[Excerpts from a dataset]
--- START ---

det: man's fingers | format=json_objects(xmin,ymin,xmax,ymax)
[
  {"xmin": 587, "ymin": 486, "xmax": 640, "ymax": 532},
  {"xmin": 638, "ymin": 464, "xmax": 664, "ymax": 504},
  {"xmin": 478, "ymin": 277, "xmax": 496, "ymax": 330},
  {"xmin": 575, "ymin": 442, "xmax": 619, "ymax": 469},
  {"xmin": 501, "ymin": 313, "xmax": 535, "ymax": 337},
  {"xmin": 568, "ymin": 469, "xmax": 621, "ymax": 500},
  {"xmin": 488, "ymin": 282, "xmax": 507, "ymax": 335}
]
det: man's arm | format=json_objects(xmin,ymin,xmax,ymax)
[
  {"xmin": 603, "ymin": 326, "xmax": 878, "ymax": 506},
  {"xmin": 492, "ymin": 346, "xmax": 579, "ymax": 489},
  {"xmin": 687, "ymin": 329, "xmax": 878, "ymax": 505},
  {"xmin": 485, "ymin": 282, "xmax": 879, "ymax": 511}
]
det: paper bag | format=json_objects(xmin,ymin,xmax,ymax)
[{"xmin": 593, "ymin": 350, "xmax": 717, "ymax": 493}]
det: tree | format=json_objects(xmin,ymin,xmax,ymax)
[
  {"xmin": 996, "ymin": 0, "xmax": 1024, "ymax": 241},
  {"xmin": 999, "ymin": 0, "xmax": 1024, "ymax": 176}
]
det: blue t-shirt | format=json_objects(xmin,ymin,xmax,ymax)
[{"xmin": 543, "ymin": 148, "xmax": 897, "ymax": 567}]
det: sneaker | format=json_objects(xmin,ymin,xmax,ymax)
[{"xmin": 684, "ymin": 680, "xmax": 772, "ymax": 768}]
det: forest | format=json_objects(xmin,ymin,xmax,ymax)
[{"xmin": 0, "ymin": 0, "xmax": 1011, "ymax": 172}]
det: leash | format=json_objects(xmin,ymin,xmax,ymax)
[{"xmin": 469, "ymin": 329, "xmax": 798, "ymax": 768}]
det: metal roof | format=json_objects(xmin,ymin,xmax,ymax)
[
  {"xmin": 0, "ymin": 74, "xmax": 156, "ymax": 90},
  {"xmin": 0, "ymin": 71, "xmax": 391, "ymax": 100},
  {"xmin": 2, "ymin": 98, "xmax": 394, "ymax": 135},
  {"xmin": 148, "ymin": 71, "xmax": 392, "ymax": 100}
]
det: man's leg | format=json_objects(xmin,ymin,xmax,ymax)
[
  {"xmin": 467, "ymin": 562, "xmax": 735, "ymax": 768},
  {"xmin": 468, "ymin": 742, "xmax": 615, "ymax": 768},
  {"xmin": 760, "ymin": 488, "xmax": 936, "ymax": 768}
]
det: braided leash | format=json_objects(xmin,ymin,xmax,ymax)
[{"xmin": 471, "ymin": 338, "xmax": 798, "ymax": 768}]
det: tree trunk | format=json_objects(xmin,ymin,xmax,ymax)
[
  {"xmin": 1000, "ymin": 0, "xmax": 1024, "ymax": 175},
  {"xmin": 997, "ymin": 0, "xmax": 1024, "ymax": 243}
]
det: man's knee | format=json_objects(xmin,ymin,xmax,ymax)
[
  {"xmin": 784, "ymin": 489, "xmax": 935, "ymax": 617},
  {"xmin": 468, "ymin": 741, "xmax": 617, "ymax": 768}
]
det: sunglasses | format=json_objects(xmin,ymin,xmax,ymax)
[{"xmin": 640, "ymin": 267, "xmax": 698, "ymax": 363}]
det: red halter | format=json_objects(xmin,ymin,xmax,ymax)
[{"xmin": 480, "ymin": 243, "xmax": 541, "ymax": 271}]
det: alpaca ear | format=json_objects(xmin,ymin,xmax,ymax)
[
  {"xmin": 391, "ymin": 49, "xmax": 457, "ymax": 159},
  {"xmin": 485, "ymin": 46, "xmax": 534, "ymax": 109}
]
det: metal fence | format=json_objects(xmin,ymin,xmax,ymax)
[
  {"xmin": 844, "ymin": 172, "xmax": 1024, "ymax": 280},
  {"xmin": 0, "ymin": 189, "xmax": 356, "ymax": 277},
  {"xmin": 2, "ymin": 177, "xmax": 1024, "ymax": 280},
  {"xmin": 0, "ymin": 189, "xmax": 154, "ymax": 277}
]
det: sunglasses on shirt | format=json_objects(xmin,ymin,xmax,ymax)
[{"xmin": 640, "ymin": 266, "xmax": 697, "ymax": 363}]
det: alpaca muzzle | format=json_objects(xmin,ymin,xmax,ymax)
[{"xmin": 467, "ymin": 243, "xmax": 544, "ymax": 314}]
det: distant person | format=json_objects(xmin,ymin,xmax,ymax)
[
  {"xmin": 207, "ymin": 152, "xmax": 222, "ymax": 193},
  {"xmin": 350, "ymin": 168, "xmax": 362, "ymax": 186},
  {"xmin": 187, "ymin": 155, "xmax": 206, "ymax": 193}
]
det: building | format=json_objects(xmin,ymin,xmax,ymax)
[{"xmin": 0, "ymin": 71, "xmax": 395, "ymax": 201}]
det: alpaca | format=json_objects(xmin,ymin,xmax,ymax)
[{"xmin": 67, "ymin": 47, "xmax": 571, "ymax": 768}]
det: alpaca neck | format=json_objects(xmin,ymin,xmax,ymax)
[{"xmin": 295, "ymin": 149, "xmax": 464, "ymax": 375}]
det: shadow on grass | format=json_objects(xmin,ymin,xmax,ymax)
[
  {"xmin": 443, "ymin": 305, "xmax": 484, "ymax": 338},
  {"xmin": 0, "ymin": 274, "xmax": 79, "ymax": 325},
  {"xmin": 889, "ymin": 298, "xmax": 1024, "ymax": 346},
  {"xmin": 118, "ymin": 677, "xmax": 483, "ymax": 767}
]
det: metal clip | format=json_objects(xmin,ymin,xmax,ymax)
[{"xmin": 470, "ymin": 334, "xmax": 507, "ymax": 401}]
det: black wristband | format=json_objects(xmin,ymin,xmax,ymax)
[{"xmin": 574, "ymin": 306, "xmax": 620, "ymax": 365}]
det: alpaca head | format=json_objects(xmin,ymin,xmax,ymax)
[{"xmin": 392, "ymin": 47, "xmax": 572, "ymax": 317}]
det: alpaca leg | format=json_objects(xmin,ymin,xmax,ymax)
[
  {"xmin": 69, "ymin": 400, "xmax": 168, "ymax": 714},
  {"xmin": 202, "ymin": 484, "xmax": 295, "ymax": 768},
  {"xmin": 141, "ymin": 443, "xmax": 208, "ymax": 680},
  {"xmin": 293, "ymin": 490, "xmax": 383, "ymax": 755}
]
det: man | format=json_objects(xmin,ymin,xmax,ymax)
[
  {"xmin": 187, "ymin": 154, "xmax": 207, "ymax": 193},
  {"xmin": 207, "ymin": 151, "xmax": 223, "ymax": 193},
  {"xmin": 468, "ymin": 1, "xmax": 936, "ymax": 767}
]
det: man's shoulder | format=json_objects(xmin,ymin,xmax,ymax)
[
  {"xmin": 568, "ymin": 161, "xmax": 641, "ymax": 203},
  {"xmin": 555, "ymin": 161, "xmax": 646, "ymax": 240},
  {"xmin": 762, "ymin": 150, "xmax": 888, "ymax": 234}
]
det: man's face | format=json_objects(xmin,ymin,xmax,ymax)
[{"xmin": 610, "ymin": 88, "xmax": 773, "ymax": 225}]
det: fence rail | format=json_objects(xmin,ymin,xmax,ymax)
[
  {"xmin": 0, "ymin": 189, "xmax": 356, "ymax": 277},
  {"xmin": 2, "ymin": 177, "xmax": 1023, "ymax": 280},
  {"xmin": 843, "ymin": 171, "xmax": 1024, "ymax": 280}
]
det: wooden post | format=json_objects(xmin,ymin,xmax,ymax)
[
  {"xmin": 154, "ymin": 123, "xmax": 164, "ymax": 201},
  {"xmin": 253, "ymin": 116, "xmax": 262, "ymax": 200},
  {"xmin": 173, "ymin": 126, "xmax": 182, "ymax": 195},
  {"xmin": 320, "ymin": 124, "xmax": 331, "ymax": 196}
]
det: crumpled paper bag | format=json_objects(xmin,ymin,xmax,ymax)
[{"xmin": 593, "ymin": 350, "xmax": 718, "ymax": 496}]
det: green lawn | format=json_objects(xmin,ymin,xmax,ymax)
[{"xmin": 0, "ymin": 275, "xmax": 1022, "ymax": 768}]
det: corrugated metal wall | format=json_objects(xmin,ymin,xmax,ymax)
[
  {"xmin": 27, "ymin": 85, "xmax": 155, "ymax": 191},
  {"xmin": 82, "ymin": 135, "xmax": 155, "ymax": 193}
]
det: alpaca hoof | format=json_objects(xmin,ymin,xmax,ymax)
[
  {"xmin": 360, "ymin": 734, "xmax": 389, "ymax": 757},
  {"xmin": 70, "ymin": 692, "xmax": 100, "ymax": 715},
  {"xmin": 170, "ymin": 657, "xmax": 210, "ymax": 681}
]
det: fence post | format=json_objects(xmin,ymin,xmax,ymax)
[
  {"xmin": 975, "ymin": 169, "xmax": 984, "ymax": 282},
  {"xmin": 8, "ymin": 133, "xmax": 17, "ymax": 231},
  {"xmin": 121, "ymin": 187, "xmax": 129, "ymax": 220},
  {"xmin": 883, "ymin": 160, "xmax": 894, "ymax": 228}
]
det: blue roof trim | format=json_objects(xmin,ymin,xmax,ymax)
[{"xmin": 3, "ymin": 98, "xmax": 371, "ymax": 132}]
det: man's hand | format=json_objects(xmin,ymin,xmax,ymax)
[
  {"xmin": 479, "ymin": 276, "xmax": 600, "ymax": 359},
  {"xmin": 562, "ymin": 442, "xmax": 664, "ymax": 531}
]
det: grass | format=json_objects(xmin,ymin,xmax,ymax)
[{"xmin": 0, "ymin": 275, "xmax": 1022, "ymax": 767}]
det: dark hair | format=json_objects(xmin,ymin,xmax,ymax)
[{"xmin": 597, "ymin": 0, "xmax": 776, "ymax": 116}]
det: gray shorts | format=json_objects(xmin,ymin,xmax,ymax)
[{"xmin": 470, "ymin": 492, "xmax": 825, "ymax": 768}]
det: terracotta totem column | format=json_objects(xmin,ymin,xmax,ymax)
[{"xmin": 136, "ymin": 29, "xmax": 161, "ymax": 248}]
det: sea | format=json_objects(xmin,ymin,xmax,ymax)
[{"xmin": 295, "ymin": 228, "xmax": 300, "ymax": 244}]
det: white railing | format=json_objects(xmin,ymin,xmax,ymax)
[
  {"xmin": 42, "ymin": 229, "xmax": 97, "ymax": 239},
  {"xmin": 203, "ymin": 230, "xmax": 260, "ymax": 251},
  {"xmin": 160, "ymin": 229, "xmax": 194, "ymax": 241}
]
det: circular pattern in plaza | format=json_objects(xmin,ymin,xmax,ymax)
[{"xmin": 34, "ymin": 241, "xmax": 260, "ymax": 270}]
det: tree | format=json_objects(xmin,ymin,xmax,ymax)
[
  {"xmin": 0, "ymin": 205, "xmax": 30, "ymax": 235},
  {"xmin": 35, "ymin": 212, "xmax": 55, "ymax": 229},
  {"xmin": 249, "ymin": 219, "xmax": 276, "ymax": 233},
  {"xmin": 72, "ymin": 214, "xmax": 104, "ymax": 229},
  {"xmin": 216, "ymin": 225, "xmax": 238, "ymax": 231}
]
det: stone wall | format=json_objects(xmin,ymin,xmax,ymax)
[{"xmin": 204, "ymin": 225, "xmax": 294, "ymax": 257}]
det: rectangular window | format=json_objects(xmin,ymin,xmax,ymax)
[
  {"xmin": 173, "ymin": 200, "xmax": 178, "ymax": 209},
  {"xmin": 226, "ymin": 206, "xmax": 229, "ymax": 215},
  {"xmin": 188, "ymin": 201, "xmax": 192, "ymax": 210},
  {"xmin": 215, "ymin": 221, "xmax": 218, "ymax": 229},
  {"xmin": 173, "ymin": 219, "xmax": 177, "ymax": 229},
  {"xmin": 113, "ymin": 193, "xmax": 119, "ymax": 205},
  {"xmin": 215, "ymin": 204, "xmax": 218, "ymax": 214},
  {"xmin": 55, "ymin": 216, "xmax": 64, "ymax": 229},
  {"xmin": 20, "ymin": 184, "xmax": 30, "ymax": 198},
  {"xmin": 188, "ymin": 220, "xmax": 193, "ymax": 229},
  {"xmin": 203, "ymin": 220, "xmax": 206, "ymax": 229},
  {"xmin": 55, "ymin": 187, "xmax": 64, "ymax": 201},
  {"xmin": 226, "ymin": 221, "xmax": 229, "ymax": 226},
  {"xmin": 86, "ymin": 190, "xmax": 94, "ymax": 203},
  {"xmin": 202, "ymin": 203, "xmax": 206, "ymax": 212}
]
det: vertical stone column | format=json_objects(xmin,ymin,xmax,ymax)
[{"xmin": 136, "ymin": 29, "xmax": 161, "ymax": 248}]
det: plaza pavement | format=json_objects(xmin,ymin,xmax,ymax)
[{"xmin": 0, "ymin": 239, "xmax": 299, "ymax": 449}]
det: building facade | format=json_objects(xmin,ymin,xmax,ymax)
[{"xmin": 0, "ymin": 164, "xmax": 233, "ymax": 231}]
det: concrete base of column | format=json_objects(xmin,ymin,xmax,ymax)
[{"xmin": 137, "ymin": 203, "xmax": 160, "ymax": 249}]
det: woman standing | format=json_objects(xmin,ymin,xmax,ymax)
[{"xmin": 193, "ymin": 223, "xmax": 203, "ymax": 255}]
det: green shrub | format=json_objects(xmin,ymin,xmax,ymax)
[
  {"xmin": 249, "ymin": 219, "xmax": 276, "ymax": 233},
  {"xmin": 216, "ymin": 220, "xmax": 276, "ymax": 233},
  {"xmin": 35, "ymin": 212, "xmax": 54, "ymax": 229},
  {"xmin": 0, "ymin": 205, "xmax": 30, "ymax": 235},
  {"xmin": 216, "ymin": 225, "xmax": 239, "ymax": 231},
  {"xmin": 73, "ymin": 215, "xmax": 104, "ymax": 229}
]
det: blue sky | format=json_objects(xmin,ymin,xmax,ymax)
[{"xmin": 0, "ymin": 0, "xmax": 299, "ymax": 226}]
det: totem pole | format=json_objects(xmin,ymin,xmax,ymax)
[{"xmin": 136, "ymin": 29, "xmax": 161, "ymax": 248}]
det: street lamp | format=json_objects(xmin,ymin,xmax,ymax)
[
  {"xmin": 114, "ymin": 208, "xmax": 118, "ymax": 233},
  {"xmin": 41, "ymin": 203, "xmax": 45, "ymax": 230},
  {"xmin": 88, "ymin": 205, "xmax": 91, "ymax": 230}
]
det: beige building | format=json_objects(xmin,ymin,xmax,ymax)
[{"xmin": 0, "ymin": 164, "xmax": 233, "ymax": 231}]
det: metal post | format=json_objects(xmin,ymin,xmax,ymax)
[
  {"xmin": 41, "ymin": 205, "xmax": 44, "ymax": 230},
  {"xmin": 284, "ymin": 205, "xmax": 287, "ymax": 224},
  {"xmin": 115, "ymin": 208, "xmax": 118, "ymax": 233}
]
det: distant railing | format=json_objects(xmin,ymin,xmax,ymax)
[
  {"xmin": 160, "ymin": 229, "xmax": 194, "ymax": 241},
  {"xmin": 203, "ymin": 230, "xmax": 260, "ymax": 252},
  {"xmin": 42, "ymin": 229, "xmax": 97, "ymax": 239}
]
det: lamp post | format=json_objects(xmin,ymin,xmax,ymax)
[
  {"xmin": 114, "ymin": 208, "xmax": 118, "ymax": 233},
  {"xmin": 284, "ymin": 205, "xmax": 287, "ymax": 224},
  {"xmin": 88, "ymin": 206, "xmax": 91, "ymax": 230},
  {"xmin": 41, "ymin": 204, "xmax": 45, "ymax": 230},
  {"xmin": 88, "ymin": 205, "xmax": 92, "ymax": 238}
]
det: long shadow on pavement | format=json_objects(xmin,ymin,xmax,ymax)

--- END ---

Assigned task:
A word-for-word restatement of the records above from the line containing "det: beige building" to their final line is all the answer should hold.

Answer below:
det: beige building | format=json_objects(xmin,ymin,xmax,ymax)
[{"xmin": 0, "ymin": 164, "xmax": 233, "ymax": 231}]
det: metal post | format=json_objects(xmin,ymin,xmax,ymax)
[
  {"xmin": 41, "ymin": 205, "xmax": 44, "ymax": 230},
  {"xmin": 284, "ymin": 205, "xmax": 287, "ymax": 224},
  {"xmin": 115, "ymin": 208, "xmax": 118, "ymax": 233}
]
det: distant railing | format=json_objects(xmin,ymin,xmax,ymax)
[
  {"xmin": 160, "ymin": 229, "xmax": 194, "ymax": 241},
  {"xmin": 203, "ymin": 230, "xmax": 260, "ymax": 252},
  {"xmin": 42, "ymin": 229, "xmax": 97, "ymax": 239}
]
det: lamp post | format=json_objects(xmin,ymin,xmax,ymax)
[
  {"xmin": 114, "ymin": 208, "xmax": 118, "ymax": 233},
  {"xmin": 284, "ymin": 205, "xmax": 287, "ymax": 224},
  {"xmin": 88, "ymin": 206, "xmax": 91, "ymax": 230},
  {"xmin": 41, "ymin": 204, "xmax": 45, "ymax": 230},
  {"xmin": 88, "ymin": 205, "xmax": 92, "ymax": 238}
]
det: long shadow on pavement | format=json_objects(xmin,ymin,xmax,ymax)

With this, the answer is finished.